__Given task a__
In the interview, whom did the Prince of Wales come up with to deal with Poundbury?

__Quoted passage__
● ● ● ● ● ● ●
There was a ring road, which is common in a lot of English towns which went round. Quite a lot of the land owned by the Duchy of Cornwall at that time was on the town side of the ring road. So it was wedged in, in a way that did not make it ideal for the farming community to farm properly. You’re fenced in in some ways. So it became a logical place to build. The Prince of Wales then decided, having observed a lot of Duchy development over the previous 100 years or 50 in particular, that he didn’t want to do it the way they had always done it. Which, in relatively recent times, was based on the suburban model. He already had his own thoughts which we based in traditional architecture, natural materials and classical forms. Things that could be easily reproduced and built by ordinary people and builders over centuries. People who didn’t have to have a PhD in scientific forms of building technology in order to build the buildings. There seemed to be a lot of sense in that. But there wasn’t many people around then who would know how to deliver that. This is because the architectural profession are literally always following in the line of Le’Corbusier and everything that came out of modernism from the early part of the 20th Century. Although its been tweaked a bit since, the principle is largely the same. It is talked of as ‘form follows function’ but in many ways it became a  stylist thing as much as any other form of architecture. Today people argue for the modernist approach based on stylistic principles and very little on anything else. All aesthetics, even when arguing that the program is the generator.  

JH – So hang on you’re saying its ‘form follows function’. That function is primary in the modern…

NI – Yes, in modern architecture ‘form follows function’. So the idea was, however you wanted to live your life and the spaces you wanted to occupy, was of so prime importance that what in the end the envelope of the building turned out be, was not important. It was the end result of all these ‘logical’ steps that you had taken.

You have to stop and make a decision

JH – Aha…

NI – But with the skill that Le’Corbusier and all these people had, -(Le’Corbusier was quite an artist and good at organising visual things), there was a certain cache to the style and the look of the thing as well. There were quite a lot of social ideas that attached to modernism in the early days too, which were good, although very top down. But as time went on, it became an excuse to build cheaply. ‘We don’t need to put pitched roofs on, we don’t need all this decoration” but the weathering characteristics of modern architecture with its minimal detailing is not great in the northern hemisphere. If you’ve got something in Greece or in other places with flat roofs and no projecting cornices, somehow in those climates the weather doesn’t affect the building in some terrible way.  But if you are in Northern Europe you get streaks and staining and building failures and leaks and all kinds of trouble if you don’t building in a more robust way.

…So, in looking for someone to deal with Poundbury, the Prince of Wales came up with Leon Krier.  Or, he was advised that this was a man who understood European traditions, historic, settlements patterns and would be able to develop a new kind of masterplan. Such a masterplan would have a link with the characteristics of sustainable, walkable neighbourhoods, which was the basis of original Roman settlements.

JH – Ok..and walkable settlements was one of the key things I was interested in when I first heard about it. The streets don’t have a curbed pavement do they? There’s lots of indicators as to why you should drive slowly without ever telling you that you should drive slowly.
● ● ● ● ● ● ●
__Data shown__
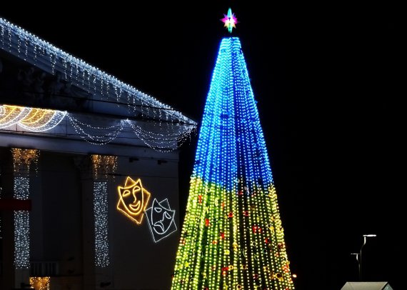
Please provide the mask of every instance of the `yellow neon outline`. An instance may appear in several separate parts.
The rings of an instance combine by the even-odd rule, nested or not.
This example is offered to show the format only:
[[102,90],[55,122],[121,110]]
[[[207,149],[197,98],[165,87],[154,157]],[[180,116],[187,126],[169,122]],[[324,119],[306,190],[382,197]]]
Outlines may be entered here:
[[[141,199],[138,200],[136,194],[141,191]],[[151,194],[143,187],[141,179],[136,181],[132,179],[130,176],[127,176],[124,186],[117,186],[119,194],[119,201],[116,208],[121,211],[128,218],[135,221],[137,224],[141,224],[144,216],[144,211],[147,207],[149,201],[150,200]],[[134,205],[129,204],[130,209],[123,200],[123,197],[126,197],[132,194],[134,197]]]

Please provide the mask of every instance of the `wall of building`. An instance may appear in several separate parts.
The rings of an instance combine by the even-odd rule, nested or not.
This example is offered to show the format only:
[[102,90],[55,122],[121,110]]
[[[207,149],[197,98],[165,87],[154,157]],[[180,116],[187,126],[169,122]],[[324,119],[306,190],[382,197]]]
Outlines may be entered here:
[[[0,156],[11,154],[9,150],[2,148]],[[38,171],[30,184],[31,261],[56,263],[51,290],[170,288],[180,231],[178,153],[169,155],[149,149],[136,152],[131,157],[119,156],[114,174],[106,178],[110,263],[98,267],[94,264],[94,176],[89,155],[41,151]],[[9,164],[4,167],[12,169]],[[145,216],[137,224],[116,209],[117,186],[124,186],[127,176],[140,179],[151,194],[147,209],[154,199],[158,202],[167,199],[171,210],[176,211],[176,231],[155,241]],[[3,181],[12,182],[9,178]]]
● ● ● ● ● ● ●
__Given task b__
Output each line of the records as a JSON list of strings, one string per line, with blank lines skipped. Leave the pictures out of the answer.

__Expected answer a__
Leon Krier.

__Expected answer b__
[
  "Please provide the mask of every instance of the `yellow neon outline`. An instance may appear in several separate parts.",
  "The rings of an instance combine by the even-odd rule, nested or not.",
  "This example is offered to show the format only:",
  "[[102,90],[55,122],[121,110]]",
  "[[[207,149],[197,98],[165,87],[154,157]],[[180,116],[187,126],[169,122]],[[324,119],[306,190],[382,197]]]",
  "Outlines may be entered here:",
  "[[[141,199],[138,200],[136,194],[141,191]],[[151,194],[143,187],[141,179],[136,181],[132,179],[130,176],[127,176],[124,186],[117,186],[119,194],[119,201],[116,208],[121,211],[128,218],[135,221],[137,224],[141,224],[144,216],[144,211],[147,207],[149,201],[150,200]],[[134,205],[129,204],[130,209],[123,200],[123,197],[126,197],[132,194],[134,197]]]",
  "Please provide the mask of every instance of the `wall of building`. An instance may appear in several separate parts.",
  "The rings of an instance combine by the even-odd rule, nested or not.",
  "This example is offered to show the format only:",
  "[[102,90],[55,122],[121,110]]",
  "[[[207,149],[197,98],[165,87],[154,157]],[[180,116],[187,126],[169,122]],[[324,119],[306,190],[382,197]]]",
  "Outlines may be entered here:",
  "[[[0,156],[11,154],[9,150],[2,148]],[[38,171],[30,184],[31,261],[56,263],[51,290],[170,288],[180,231],[178,153],[169,155],[149,149],[136,152],[131,157],[119,156],[114,174],[106,178],[110,263],[98,267],[94,264],[94,176],[89,155],[41,151]],[[9,164],[4,167],[12,169]],[[145,216],[137,224],[116,209],[117,186],[124,186],[127,176],[140,179],[151,194],[147,209],[154,199],[158,202],[167,199],[171,210],[176,211],[176,231],[155,241]],[[3,181],[12,182],[9,178]]]"
]